**What is expected:** Which lines in the entries below contain the word "tree"? Find each one and copy it in full.

**Records for this exercise:**

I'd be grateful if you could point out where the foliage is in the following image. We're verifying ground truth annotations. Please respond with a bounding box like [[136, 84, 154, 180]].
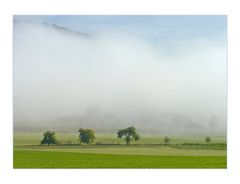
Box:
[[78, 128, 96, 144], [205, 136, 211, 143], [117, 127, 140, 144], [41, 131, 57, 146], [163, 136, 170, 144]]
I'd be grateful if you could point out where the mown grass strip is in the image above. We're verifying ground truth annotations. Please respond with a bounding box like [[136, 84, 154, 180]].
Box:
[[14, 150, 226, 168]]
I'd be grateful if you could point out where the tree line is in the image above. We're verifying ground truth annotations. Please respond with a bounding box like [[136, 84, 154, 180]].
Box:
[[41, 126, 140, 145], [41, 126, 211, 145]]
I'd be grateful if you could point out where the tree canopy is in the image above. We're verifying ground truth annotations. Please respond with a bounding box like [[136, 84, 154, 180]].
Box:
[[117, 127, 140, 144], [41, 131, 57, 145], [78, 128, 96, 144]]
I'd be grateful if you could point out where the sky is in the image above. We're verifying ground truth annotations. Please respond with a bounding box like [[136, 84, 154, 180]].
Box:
---
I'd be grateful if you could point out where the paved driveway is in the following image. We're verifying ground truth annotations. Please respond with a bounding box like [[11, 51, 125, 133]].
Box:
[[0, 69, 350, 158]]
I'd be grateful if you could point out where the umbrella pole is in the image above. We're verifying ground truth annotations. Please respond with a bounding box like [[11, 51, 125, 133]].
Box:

**Task result:**
I'd be grateful if you could point out where the tree line is in the image above. We're verifying ground truth annotations. Please respond with a bounding box like [[136, 84, 154, 180]].
I'd be grateful if you could point out where the tree canopy is in the image above. We're verifying ground truth annotations. Please respond with a bounding box like [[136, 84, 154, 180]].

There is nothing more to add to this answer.